**EXERCISE OBJECTIVE**
Return every item below word for word, changing nothing.

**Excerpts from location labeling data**
** BEGIN **

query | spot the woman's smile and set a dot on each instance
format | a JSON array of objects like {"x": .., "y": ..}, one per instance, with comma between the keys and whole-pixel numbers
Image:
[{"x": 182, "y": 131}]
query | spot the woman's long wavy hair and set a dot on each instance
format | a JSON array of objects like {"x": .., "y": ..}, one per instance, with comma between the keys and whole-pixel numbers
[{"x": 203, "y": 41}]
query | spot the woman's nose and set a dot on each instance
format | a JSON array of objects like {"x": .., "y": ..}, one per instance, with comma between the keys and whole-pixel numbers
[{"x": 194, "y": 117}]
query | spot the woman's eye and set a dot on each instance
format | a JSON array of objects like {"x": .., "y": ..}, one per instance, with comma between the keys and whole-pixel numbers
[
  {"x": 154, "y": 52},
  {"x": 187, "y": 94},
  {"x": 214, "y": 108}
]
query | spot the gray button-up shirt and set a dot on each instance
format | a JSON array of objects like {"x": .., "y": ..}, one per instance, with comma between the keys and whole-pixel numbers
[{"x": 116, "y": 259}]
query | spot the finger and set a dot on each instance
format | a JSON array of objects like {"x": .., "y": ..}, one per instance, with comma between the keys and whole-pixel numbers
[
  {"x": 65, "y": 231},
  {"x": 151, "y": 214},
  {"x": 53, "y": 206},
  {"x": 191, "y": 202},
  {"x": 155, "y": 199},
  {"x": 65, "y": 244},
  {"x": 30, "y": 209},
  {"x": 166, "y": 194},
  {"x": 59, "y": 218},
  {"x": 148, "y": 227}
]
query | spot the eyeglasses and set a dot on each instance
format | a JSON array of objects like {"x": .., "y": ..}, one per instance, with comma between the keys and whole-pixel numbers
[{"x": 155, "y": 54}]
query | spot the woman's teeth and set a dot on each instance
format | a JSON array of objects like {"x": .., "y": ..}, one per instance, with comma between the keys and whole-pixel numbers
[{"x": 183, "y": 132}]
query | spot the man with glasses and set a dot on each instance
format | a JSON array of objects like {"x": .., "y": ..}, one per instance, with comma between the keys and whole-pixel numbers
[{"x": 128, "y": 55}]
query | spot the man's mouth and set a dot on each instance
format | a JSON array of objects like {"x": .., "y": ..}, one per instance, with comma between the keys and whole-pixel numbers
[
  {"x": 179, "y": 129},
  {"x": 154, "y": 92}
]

** END **

**TASK SOLUTION**
query | spot the woman's smile and set a dot on each instance
format | a JSON array of objects like {"x": .., "y": ..}, one per instance, with comma between the keys and whole-pixel numbers
Image:
[{"x": 182, "y": 131}]
query | spot the woman's long wavy hair and set a dot on each instance
format | a JSON array of objects like {"x": .., "y": ..}, one per instance, with comma between the keys and whole-pixel numbers
[{"x": 203, "y": 41}]
query | spot the woman's nose and set a dot on each instance
format | a JSON array of objects like {"x": .., "y": ..}, one per instance, with comma between the keys and whole-pixel numbers
[{"x": 194, "y": 117}]
query | spot the woman's eye and set a dot on each instance
format | a JSON array of objects like {"x": .., "y": ..}, one per instance, with comma between the keys and whole-pixel numbers
[
  {"x": 154, "y": 52},
  {"x": 187, "y": 94},
  {"x": 214, "y": 108}
]
query | spot the gray button-up shirt and set a dot on each instance
format | a JSON array of objects like {"x": .., "y": ..}, one per instance, with comma between the keys and whole-pixel numbers
[{"x": 116, "y": 259}]
query | spot the finger and set a dot on each instance
format | a JSON array of objects like {"x": .., "y": ..}, one per instance, with comma between the keys and whole-pixel numbers
[
  {"x": 65, "y": 231},
  {"x": 151, "y": 214},
  {"x": 53, "y": 206},
  {"x": 191, "y": 202},
  {"x": 155, "y": 199},
  {"x": 65, "y": 244},
  {"x": 30, "y": 209},
  {"x": 166, "y": 194},
  {"x": 59, "y": 218},
  {"x": 148, "y": 227}
]
query | spot the eyeglasses and set a dot on each instance
format | a JSON array of objects like {"x": .., "y": ..}, one per instance, with comma between the keys and whole-pixel numbers
[{"x": 155, "y": 54}]
query | spot the woman's teeth and set a dot on each instance
format | a JSON array of objects like {"x": .., "y": ..}, one per instance, with comma between the keys and whole-pixel numbers
[{"x": 183, "y": 132}]
query | spot the man with glasses and set a dot on each instance
format | a JSON array of objects like {"x": .., "y": ..}, one per instance, with comma between the keys and whole-pixel numbers
[{"x": 128, "y": 55}]
query | spot the man's mouth and set a dot on each instance
format | a JSON array of objects like {"x": .., "y": ..}, one per instance, with comma between the keys and whole-pixel numbers
[
  {"x": 179, "y": 129},
  {"x": 154, "y": 92}
]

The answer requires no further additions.